## TASK PROMPT
Write out, word for word, every line from the one containing "Could you point out the food serving" through the last line of the records below, both ends included.

start THE DATA

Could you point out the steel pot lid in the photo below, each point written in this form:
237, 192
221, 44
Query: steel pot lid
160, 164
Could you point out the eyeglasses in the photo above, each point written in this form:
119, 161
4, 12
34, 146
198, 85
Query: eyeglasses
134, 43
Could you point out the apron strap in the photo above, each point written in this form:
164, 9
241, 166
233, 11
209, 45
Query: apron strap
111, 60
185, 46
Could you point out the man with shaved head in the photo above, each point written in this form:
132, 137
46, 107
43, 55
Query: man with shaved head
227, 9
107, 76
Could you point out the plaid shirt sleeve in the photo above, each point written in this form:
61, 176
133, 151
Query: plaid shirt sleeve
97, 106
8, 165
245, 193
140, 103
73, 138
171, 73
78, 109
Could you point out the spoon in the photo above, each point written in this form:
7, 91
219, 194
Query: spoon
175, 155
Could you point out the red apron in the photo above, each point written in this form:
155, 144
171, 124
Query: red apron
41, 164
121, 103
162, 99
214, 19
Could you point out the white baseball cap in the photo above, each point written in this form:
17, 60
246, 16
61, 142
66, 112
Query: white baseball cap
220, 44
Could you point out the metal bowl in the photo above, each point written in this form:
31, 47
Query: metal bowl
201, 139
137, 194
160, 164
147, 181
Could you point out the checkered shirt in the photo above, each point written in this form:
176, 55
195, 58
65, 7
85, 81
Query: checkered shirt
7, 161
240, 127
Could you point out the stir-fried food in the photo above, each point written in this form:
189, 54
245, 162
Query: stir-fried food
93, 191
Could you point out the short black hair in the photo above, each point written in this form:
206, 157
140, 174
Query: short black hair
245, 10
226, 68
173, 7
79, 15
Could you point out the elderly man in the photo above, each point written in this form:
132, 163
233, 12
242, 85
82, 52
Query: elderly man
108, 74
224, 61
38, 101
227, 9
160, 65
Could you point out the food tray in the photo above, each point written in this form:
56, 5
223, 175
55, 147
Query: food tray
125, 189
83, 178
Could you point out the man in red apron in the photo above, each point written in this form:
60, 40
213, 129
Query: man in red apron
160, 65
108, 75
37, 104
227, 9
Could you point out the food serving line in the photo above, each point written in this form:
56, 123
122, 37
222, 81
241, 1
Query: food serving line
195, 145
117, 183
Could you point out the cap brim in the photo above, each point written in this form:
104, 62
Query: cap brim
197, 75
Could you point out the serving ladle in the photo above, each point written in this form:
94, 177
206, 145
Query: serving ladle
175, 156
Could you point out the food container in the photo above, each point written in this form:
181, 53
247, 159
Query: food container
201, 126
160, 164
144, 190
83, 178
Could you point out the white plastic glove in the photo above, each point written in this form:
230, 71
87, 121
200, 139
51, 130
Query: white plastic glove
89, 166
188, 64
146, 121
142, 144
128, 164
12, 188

end THE DATA

## EXERCISE RESULT
Could you point out the food serving line in the photo above, each point written in this form:
56, 123
122, 37
222, 81
241, 1
Query: food serving line
195, 145
117, 183
Could you point out the cap brim in the photo above, each point written in this form:
104, 62
Query: cap brim
197, 75
Could you point out the serving ladle in the photo above, each point written in this form:
94, 177
206, 145
Query: serving ladle
175, 156
Could you point out the food container in the photo above, each point written in this form:
181, 53
247, 159
Query: food container
201, 126
160, 164
144, 190
83, 178
Could you point out the white plastic glove in the photo above, each point written in this form:
230, 71
87, 121
200, 139
51, 130
Query: white plastic glove
89, 166
188, 64
146, 121
142, 144
128, 164
12, 188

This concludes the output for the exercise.